───── RECORDS SUPPLIED

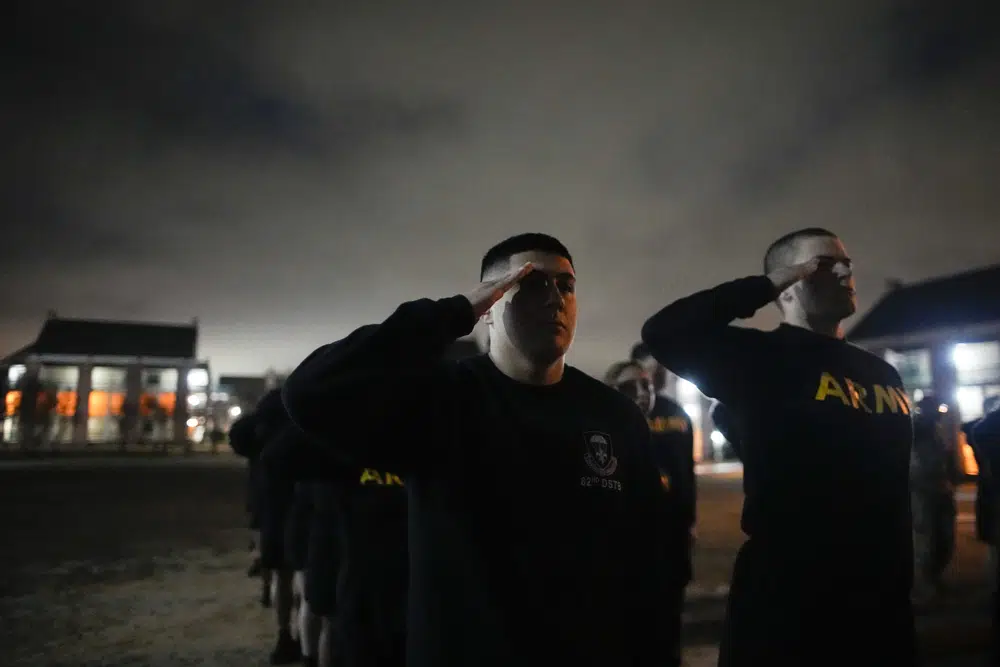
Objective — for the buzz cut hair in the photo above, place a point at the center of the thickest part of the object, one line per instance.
(501, 253)
(640, 352)
(779, 254)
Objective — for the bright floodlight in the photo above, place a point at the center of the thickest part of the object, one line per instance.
(964, 356)
(686, 389)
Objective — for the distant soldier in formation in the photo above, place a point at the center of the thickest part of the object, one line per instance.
(986, 439)
(933, 477)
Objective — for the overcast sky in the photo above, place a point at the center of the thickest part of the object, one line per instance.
(287, 171)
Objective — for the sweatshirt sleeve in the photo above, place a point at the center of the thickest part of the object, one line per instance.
(690, 478)
(694, 339)
(242, 438)
(377, 395)
(660, 572)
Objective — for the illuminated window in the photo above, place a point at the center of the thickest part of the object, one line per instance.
(14, 374)
(197, 378)
(976, 363)
(914, 367)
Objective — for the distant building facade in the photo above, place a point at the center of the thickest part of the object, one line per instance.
(943, 336)
(91, 381)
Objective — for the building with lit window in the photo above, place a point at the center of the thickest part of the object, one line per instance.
(943, 335)
(99, 381)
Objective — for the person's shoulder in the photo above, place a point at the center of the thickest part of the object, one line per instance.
(666, 406)
(874, 360)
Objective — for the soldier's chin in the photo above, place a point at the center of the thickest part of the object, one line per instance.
(544, 353)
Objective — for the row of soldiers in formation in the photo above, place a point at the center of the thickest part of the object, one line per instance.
(540, 526)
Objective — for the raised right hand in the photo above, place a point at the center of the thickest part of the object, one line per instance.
(490, 291)
(787, 276)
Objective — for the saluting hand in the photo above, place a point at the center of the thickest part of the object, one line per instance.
(787, 276)
(490, 291)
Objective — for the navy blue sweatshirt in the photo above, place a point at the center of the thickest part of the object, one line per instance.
(536, 512)
(825, 433)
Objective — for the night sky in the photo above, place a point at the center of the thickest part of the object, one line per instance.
(286, 171)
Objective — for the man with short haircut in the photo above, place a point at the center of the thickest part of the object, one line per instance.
(825, 431)
(535, 508)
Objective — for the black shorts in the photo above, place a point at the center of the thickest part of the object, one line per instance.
(275, 510)
(323, 565)
(370, 626)
(297, 529)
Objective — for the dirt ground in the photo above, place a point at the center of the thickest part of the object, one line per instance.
(143, 563)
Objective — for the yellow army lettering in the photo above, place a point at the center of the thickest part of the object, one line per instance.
(893, 399)
(372, 476)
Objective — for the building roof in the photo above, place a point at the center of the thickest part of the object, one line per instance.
(244, 386)
(108, 338)
(962, 300)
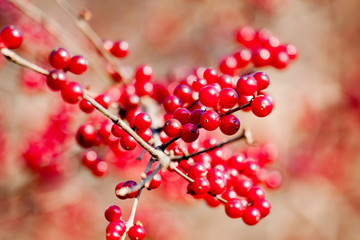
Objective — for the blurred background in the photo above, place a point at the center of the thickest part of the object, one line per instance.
(315, 122)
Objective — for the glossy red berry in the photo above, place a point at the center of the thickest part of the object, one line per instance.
(86, 106)
(171, 103)
(143, 73)
(261, 57)
(120, 49)
(142, 121)
(229, 124)
(117, 226)
(200, 185)
(234, 208)
(210, 75)
(228, 98)
(56, 80)
(11, 37)
(243, 57)
(86, 135)
(210, 120)
(246, 36)
(89, 159)
(59, 58)
(113, 213)
(127, 142)
(263, 206)
(209, 96)
(78, 64)
(183, 92)
(172, 127)
(136, 232)
(262, 79)
(100, 168)
(104, 100)
(72, 92)
(255, 194)
(155, 182)
(246, 85)
(251, 216)
(196, 170)
(145, 134)
(189, 132)
(228, 65)
(261, 106)
(183, 115)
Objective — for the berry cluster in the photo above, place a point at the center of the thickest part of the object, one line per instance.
(203, 99)
(117, 227)
(259, 48)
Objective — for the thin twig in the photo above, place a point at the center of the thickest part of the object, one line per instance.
(83, 25)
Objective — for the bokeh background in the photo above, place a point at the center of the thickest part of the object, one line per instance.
(315, 124)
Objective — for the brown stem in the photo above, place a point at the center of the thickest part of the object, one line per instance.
(93, 37)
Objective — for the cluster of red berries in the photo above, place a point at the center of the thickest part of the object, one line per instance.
(10, 37)
(117, 227)
(260, 48)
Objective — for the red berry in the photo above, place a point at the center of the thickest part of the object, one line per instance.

──────────

DIRECTION: Copy the whole of the material above exactly, but not its images.

ANSWER TO THIS TASK:
Objective — for the buzz cut hair in the photo above, place a point at the center of the thickest part of the object, one line per instance.
(501, 253)
(640, 352)
(779, 254)
Objective — for the bright floodlight in the photo above, place a point at the center of the thickest part of the object, one line per instance.
(964, 356)
(686, 389)
Objective — for the distant soldier in formation in the photo above, place a point at the center of the thickest part of the object, one line per instance.
(986, 439)
(933, 477)
Objective — for the overcast sky in the photo above, place a point at the center of the thickest part of the object, one line per instance.
(287, 171)
Objective — for the sweatshirt sleeve in the photo above, place a point at the center of the thickest part of the object, one line per instance.
(690, 478)
(694, 339)
(242, 438)
(377, 395)
(660, 572)
Objective — for the illuminated window in the photo above, place a point at the center of the thickest part of the object, one line per instance.
(14, 374)
(197, 378)
(976, 363)
(914, 367)
Objective — for the distant building facade in the photo above, place a point at the center of the thickest part of the object, one line per instance.
(943, 336)
(91, 381)
Objective — for the building with lit window in the photo above, place a point at the center of the thickest part of the object, one line per instance.
(943, 335)
(99, 381)
Objective — for the person's shoulder in the photo above, place a point at the center of the thickest part of the object, one line per instance.
(666, 406)
(874, 360)
Objective — for the soldier's chin in the photo above, place a point at the center of the thickest part of the object, one line per instance.
(544, 353)
Objective — for the row of soldiers in formation in the photo above, place a point at the center of the thickest part of the object, one line per instance.
(540, 526)
Objective — for the raised right hand in the photo above, place a point at the center of the thickest part of the object, one line per instance.
(490, 291)
(787, 276)
Objective — for the saluting hand in the photo above, place a point at the center of the thickest part of the object, one line per instance.
(787, 276)
(490, 291)
Objective — for the navy blue sweatshirt in the photo above, place a point at the center of the thickest part of the object, one line per instance.
(536, 512)
(825, 433)
Objective — for the night sky in the photo above, place a point at the center of the thickest part of the object, one line per instance.
(286, 171)
Objective — for the man with short haircut in the photo above, place a point at the center of the thickest part of the object, one line per instance.
(825, 431)
(535, 508)
Objective — for the black shorts in the photo above, place a point at the center of the thickest part of the object, one line per instance.
(275, 510)
(323, 565)
(370, 626)
(297, 529)
Objective — for the dirt ground in the photo above, place a point at the center of the thickest part of the object, one line per instance.
(143, 563)
Objective — for the yellow army lettering in the photo above, place a point at the center of the thickest part of the object, one line per instance.
(893, 399)
(372, 476)
Objective — for the building roof in the photo above, place a point at the center of the thickest part of the object, one line per instance.
(244, 386)
(108, 338)
(962, 300)
Objective — for the blurred background in the photo above, place a point at the center of the thickest part of the object, one line per instance.
(315, 122)
Objective — for the glossy red berry in the photo above, place a point at the center of the thickest part of the object, one line per instance.
(86, 106)
(171, 103)
(143, 73)
(261, 57)
(120, 49)
(142, 121)
(229, 124)
(117, 226)
(200, 185)
(234, 208)
(210, 75)
(228, 98)
(56, 80)
(11, 37)
(243, 57)
(86, 135)
(210, 120)
(246, 36)
(89, 159)
(59, 58)
(113, 213)
(127, 142)
(263, 206)
(209, 96)
(78, 64)
(183, 92)
(172, 127)
(136, 232)
(262, 79)
(100, 168)
(104, 100)
(72, 92)
(255, 194)
(155, 182)
(246, 85)
(251, 216)
(196, 170)
(145, 134)
(189, 132)
(228, 65)
(261, 106)
(183, 115)
Objective — for the berry cluster in the photo above, place a point at the center of the thickest part of the object, one line per instance.
(203, 99)
(117, 227)
(259, 48)
Objective — for the thin twig in the photo above, place a point at the center of the thickest part of the object, one line per instance.
(83, 25)
Objective — for the bokeh background in the photo above, place a point at the center of the thickest part of the object, one line per instance.
(315, 124)
Objective — for the brown stem in the photo above, place a point at the center of the thickest part of the object, one line per instance.
(93, 37)
Objective — for the cluster of red berries in the photo above, place a point at the center of the thickest part of the object, one line per instance.
(10, 37)
(117, 227)
(260, 48)
Objective — for the red berry in the photo above, place a point at the center of the thickest part of the object, one line per instance.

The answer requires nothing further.